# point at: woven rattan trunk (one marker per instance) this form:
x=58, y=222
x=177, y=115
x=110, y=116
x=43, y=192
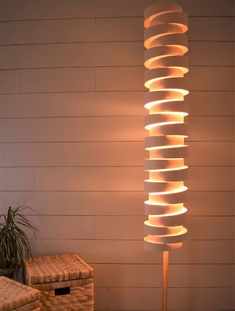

________

Problem to solve:
Copy out all the data exactly, skipping the pictures.

Written answer:
# point at: woven rattan trunk (one marker per instance) this form:
x=58, y=222
x=177, y=115
x=110, y=116
x=43, y=192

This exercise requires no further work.